■ **TEXT SECTION**
Support Questions
Find answers, ask questions, and share your expertise

Nifi merge content by attribute (kafka to hdfs)

Nifi merge content by attribute (kafka to hdfs)

New Contributor

im trying to get messages from kafka (consume kafka 2) and save to hdfs by date 

the date is in the kafka json path , then save the files by date , i managed to consume from kafka , evaljsonpath  , update attribute (the value is in epoch) , then save to the date path by updating the epoch to yyy/mm/dd/HH so each file is saved to the right hour

every thing was ok until  i use the merge content in order to group 10000 messages to one file 

since the dates are different i get a single folder for one hour and the rest of the files are saved to the root filesystem

2 REPLIES 2

Re: Nifi merge content by attribute (kafka to hdfs)

Rising Star

Use the date filed extracted in attribute while merging so that merging will happen for like (belongs to same date-time-hour) files.

■ **ROWS**
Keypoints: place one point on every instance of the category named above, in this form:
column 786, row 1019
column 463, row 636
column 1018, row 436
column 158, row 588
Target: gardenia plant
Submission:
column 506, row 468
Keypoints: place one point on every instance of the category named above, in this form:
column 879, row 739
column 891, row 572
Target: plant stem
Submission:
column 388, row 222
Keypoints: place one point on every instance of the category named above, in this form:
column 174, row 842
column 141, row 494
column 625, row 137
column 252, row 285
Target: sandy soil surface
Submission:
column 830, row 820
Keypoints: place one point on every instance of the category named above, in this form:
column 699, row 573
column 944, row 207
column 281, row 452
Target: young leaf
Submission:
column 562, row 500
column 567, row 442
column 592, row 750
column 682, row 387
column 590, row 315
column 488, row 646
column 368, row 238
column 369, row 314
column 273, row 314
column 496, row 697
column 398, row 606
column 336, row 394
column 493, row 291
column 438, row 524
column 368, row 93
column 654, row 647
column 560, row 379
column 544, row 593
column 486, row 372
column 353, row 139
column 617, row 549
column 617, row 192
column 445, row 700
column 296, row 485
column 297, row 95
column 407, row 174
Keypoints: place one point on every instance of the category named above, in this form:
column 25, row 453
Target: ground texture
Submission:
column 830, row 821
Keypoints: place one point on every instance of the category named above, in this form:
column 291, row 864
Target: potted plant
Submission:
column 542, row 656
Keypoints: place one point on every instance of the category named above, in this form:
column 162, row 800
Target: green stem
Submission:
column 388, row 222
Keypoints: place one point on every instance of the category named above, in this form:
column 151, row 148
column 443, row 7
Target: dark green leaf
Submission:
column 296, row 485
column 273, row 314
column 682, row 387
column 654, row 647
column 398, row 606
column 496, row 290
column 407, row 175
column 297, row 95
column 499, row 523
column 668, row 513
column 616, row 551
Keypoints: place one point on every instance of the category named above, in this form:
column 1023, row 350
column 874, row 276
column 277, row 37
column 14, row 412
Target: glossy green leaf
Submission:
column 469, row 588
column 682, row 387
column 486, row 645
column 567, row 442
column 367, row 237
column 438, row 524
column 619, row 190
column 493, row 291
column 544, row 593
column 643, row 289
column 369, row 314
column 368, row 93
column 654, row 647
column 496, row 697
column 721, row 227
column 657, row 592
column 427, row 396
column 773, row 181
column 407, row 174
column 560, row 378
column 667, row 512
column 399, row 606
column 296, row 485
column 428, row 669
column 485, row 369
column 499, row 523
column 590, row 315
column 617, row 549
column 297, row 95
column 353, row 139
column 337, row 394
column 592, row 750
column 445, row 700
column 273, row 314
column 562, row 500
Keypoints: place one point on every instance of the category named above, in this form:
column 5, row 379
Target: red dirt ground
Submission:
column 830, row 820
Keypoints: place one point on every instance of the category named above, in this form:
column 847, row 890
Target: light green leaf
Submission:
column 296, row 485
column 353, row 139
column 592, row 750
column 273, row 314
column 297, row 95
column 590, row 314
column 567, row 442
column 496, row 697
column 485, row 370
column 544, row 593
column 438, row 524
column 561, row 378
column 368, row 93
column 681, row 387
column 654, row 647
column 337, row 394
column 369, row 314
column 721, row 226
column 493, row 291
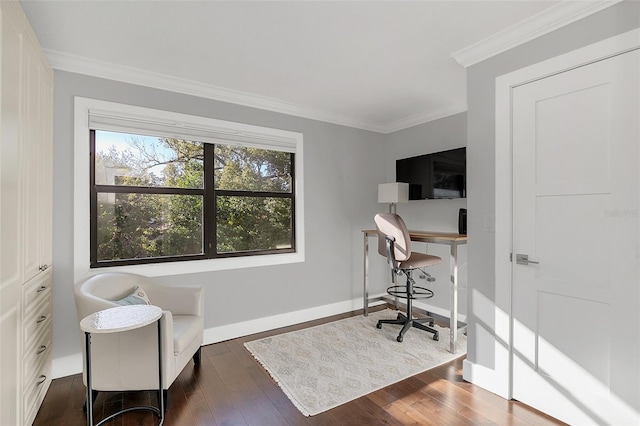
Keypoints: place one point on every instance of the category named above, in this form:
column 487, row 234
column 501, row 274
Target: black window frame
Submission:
column 209, row 214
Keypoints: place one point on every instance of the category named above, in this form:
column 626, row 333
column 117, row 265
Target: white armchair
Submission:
column 129, row 360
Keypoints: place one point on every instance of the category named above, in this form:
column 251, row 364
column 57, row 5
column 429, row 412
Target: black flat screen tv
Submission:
column 437, row 175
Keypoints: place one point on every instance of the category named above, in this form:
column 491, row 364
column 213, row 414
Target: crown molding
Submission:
column 537, row 25
column 424, row 117
column 87, row 66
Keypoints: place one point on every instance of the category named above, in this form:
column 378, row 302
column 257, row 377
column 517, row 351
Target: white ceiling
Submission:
column 378, row 65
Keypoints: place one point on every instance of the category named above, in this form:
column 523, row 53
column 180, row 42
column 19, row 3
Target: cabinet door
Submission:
column 46, row 171
column 31, row 159
column 10, row 248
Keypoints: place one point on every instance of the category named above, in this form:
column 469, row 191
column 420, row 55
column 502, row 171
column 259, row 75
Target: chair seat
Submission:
column 419, row 260
column 186, row 328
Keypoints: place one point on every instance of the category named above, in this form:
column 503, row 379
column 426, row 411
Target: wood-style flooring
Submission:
column 231, row 388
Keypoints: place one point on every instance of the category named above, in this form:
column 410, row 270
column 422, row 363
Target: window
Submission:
column 161, row 199
column 167, row 187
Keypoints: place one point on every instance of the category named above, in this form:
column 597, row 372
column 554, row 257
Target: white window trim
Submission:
column 229, row 131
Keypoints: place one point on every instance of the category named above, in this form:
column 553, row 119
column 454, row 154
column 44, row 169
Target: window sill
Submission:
column 209, row 265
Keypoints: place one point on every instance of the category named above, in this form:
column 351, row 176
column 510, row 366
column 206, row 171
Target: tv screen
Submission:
column 437, row 175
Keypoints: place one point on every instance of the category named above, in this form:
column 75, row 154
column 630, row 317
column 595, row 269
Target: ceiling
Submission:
column 377, row 65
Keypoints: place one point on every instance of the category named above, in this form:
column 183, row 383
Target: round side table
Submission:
column 116, row 320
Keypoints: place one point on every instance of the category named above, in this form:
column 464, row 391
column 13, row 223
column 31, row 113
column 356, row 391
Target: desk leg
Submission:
column 366, row 275
column 453, row 317
column 160, row 386
column 87, row 341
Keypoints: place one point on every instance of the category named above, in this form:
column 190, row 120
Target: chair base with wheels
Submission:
column 410, row 293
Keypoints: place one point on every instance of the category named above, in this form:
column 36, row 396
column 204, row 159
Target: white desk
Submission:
column 452, row 240
column 116, row 320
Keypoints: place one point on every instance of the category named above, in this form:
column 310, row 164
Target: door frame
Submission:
column 505, row 84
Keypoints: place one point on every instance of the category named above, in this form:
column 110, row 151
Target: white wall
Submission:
column 342, row 168
column 485, row 363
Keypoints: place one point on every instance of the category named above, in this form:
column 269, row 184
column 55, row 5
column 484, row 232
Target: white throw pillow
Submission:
column 137, row 297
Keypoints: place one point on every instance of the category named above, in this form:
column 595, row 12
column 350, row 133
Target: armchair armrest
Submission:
column 178, row 300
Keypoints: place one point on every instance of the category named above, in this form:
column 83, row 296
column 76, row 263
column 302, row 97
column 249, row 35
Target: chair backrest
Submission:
column 98, row 291
column 392, row 225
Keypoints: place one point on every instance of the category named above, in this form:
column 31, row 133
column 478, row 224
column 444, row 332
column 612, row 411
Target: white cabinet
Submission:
column 26, row 118
column 35, row 146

■ **SHORT EXERCISE**
From the NiFi merge content thread above, copy word for word the passage that begins with the words containing "New Contributor" and ends with "Re: Nifi merge content by attribute (kafka to hdfs)".

■ **SOLUTION BELOW**
New Contributor

im trying to get messages from kafka (consume kafka 2) and save to hdfs by date 

the date is in the kafka json path , then save the files by date , i managed to consume from kafka , evaljsonpath  , update attribute (the value is in epoch) , then save to the date path by updating the epoch to yyy/mm/dd/HH so each file is saved to the right hour

every thing was ok until  i use the merge content in order to group 10000 messages to one file 

since the dates are different i get a single folder for one hour and the rest of the files are saved to the root filesystem

2 REPLIES 2

Re: Nifi merge content by attribute (kafka to hdfs)